Action item:
Could you transcribe all of the data word for word?

Data in this exercise:
====

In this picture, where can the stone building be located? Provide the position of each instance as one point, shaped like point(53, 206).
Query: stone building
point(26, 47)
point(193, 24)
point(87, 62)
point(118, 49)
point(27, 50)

====

Solution:
In this picture, where can the stone building be located? Provide the position of each instance as one point, shaped like point(53, 206).
Query: stone building
point(26, 47)
point(193, 24)
point(87, 62)
point(118, 49)
point(27, 50)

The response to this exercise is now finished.